**Prompt**
Count the lines in the listing below that contain the string "target". Give only the number.

**Records**
=====

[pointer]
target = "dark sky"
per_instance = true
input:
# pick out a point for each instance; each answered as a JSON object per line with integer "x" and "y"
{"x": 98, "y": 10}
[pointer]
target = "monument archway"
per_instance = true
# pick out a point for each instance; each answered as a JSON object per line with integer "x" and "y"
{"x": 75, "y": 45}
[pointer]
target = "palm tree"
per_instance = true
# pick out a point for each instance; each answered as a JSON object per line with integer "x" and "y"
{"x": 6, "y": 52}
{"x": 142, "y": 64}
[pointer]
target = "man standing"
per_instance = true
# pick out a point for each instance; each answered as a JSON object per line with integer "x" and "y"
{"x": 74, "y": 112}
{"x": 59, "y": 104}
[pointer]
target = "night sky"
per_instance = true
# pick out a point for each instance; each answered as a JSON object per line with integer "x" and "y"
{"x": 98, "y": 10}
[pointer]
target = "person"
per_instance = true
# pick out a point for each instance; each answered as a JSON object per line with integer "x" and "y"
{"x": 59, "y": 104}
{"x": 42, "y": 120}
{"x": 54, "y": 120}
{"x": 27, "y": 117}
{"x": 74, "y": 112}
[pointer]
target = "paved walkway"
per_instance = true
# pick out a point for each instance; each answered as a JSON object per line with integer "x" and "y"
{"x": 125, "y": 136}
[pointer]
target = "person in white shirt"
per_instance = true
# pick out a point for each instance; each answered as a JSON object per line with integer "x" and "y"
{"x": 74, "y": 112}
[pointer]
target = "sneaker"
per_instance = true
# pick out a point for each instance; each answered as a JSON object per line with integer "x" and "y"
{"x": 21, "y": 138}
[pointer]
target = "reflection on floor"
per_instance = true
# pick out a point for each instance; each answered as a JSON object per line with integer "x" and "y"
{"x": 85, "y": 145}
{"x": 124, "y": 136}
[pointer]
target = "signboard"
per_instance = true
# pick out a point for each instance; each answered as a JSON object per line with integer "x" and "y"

=====

**Written answer**
11